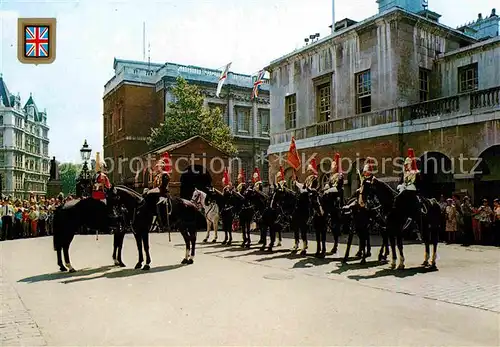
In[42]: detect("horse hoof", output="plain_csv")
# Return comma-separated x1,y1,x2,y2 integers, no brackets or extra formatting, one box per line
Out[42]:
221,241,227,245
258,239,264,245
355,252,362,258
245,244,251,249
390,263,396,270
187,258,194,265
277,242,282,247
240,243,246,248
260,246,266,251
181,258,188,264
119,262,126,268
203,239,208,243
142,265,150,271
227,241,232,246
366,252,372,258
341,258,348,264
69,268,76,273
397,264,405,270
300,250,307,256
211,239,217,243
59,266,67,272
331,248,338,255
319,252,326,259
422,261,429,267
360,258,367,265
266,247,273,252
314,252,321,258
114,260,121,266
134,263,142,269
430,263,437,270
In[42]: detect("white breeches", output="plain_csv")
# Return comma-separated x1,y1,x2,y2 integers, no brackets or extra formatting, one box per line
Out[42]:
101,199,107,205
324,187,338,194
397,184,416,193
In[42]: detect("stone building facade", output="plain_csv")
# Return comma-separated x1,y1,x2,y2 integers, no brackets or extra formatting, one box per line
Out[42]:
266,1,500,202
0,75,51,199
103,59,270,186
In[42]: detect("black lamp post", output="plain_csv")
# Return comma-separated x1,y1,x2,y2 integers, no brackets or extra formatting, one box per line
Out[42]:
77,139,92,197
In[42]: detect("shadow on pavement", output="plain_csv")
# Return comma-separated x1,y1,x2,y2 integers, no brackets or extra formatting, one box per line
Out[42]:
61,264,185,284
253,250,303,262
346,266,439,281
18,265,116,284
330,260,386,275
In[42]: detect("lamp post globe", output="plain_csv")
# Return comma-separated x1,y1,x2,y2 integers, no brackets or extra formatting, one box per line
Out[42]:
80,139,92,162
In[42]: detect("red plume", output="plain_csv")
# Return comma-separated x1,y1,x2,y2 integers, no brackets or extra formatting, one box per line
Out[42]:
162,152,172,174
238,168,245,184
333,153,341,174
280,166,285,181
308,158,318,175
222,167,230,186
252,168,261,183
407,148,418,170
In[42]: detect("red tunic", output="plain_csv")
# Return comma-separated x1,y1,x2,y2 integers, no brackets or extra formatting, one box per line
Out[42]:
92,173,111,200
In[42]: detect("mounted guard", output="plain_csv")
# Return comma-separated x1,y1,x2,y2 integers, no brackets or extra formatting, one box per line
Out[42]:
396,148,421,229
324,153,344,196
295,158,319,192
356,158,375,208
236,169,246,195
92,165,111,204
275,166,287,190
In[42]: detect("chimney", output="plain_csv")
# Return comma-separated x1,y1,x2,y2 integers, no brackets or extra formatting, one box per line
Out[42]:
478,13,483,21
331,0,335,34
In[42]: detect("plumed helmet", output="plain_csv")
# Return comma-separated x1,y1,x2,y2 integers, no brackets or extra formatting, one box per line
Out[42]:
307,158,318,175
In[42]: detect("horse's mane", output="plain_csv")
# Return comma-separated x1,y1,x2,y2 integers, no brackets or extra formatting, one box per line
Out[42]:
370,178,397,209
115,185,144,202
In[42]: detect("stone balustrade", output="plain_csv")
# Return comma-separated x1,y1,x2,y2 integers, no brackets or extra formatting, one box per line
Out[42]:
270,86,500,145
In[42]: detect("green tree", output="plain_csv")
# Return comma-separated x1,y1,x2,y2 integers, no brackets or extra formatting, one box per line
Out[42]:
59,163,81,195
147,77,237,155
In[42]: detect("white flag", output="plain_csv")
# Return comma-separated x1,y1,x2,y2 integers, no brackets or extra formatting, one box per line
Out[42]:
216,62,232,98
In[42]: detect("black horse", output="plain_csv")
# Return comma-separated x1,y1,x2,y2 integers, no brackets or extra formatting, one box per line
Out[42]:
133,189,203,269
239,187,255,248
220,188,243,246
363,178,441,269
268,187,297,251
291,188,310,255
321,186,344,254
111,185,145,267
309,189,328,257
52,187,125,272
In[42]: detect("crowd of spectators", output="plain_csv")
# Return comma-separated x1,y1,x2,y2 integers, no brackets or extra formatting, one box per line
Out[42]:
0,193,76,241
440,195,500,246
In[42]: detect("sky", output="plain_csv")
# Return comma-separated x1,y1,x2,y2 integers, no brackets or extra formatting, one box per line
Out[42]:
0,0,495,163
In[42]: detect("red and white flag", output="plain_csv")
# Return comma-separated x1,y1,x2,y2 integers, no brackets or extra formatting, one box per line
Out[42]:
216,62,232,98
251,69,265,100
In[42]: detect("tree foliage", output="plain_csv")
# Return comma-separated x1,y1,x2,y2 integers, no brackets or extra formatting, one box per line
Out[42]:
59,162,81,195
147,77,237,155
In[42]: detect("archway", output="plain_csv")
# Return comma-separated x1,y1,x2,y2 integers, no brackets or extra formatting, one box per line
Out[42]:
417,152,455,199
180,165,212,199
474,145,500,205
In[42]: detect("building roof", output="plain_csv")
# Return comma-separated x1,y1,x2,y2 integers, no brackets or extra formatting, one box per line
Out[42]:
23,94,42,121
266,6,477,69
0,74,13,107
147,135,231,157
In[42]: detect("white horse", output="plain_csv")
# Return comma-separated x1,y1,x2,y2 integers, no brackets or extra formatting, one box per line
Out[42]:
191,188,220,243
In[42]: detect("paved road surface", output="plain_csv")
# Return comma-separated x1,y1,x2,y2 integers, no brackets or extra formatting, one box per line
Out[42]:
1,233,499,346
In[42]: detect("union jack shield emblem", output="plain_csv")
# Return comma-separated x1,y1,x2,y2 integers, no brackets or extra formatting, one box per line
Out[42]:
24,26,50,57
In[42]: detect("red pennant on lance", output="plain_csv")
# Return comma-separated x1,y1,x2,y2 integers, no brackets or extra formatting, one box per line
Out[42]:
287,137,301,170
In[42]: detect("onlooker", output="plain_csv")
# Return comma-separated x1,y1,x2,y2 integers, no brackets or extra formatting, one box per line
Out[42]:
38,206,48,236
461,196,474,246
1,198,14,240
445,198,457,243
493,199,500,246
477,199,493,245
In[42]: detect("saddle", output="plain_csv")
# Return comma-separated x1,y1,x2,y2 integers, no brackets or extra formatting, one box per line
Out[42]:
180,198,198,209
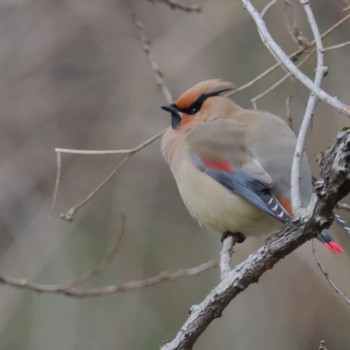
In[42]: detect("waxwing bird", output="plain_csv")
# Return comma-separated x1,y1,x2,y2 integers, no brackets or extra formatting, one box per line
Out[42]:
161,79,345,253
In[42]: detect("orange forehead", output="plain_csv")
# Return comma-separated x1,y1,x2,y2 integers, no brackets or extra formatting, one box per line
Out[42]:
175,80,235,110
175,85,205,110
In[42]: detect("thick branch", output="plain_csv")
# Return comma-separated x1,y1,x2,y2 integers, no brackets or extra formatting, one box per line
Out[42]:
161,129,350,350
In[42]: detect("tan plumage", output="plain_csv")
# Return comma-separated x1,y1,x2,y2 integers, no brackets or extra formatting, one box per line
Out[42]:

* TO DO:
Search the entries for the string "tree" and return each line where it turns up.

* WORKED SOLUTION:
In[42]: detect("green tree", output="plain_csv")
In[42]: detect("tree foliage", output="plain_csv")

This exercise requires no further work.